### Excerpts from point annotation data
## Start
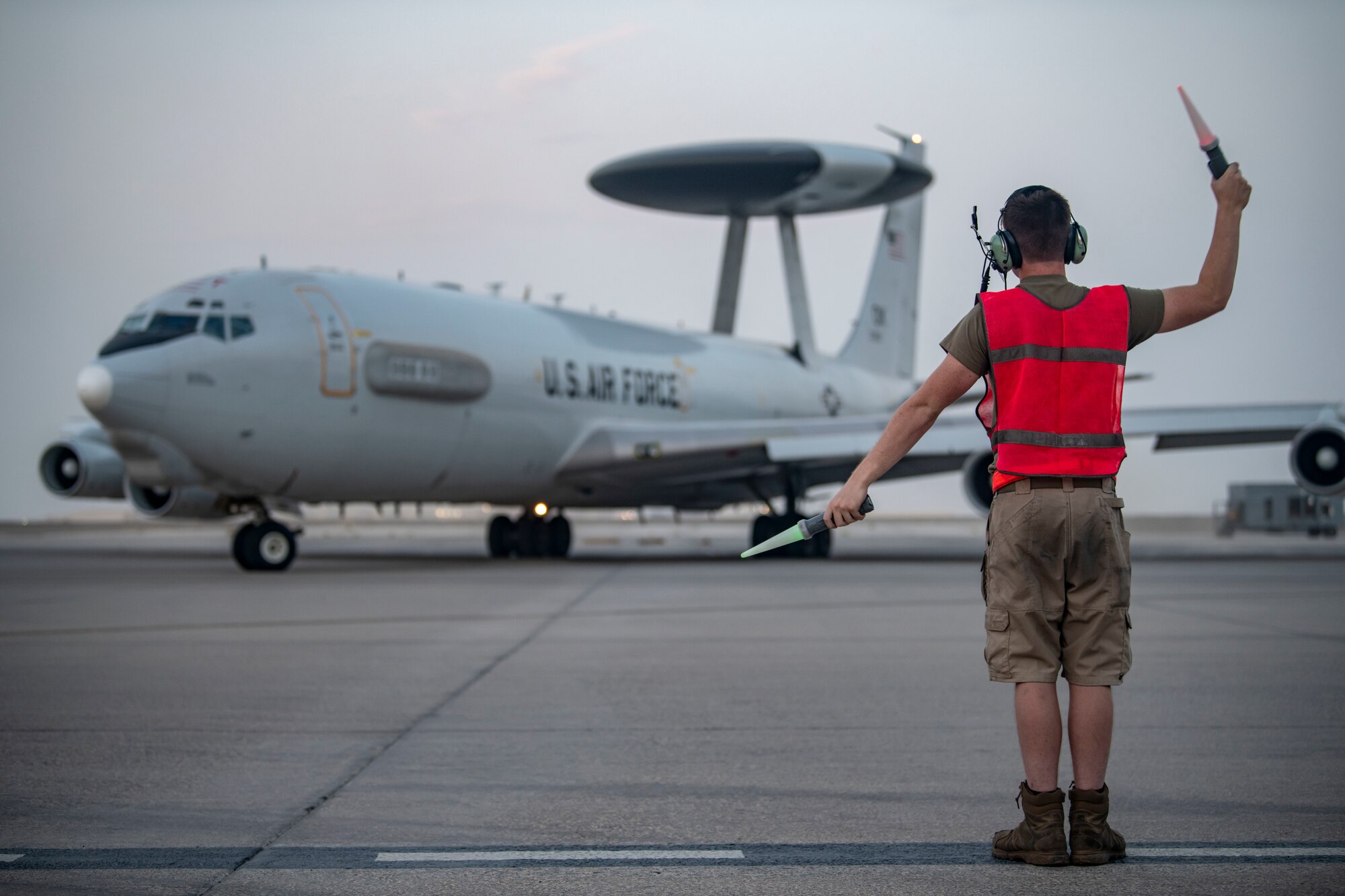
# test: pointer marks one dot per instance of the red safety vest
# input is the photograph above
(1052, 404)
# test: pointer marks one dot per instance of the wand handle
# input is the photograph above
(1218, 165)
(813, 525)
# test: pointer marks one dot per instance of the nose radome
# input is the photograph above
(95, 386)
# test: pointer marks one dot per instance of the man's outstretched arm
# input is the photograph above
(1184, 306)
(909, 424)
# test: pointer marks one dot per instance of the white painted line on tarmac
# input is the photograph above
(560, 854)
(1234, 852)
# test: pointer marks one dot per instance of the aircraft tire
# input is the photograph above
(559, 537)
(501, 537)
(270, 548)
(241, 545)
(532, 537)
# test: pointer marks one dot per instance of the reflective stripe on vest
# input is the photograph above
(1052, 405)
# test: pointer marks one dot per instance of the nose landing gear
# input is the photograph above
(266, 545)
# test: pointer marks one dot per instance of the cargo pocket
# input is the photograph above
(1120, 549)
(1125, 650)
(997, 642)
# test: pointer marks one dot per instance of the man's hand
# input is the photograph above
(845, 507)
(1233, 190)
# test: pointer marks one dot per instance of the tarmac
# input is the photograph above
(400, 713)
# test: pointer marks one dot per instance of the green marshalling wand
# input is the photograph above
(806, 529)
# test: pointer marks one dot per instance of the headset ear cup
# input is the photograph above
(1001, 252)
(1078, 244)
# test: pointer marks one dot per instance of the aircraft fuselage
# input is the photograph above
## End
### Task requirements
Rewrite all the records with "photograph" switched to "image" and nothing else changed. Leave the pictures out of your answer.

### Result of the exercise
# test: pointer marks one dot per instance of the red safety vest
# input is the image above
(1052, 404)
# test: pointer marks one dot per instance of the wand handle
# input is the image above
(1218, 165)
(813, 525)
# test: pointer marks one dot per instance of the nose radome
# input is the image above
(95, 386)
# test: pointer marks one dot per instance of the man's outstretched arm
# input is the image above
(1184, 306)
(909, 424)
# test: pointer marks one dot per instance of the white painted line on tarmac
# input is the image above
(560, 854)
(1234, 852)
# test: pointer marks one dot per instance of the aircraft tire
# input is the image above
(559, 537)
(501, 537)
(270, 548)
(241, 545)
(532, 537)
# test: pointer marks one dot per instance of the reflective stripe on vest
# input is the image above
(1052, 405)
# test: pointer marks one dot per instance of the nose landing gear
# input is the image above
(266, 545)
# test: pointer marks one dot per instance of the cargo pocket
# input is the image above
(1120, 549)
(1125, 650)
(997, 642)
# test: pointer marks one dot per instance of the man's hand
# input is the image above
(845, 507)
(1233, 190)
# test: pointer marks one dot per instance of the tarmac
# input is the image above
(400, 713)
# test: pointer marks one dot per instance of the green marshalling wand
# input is the image above
(806, 529)
# test: pointer marks one dot per instance of the headset ear cup
# input is the image above
(1001, 252)
(1078, 244)
# test: pointer marks one dot per instance of the aircraft fuselage
# input is the image above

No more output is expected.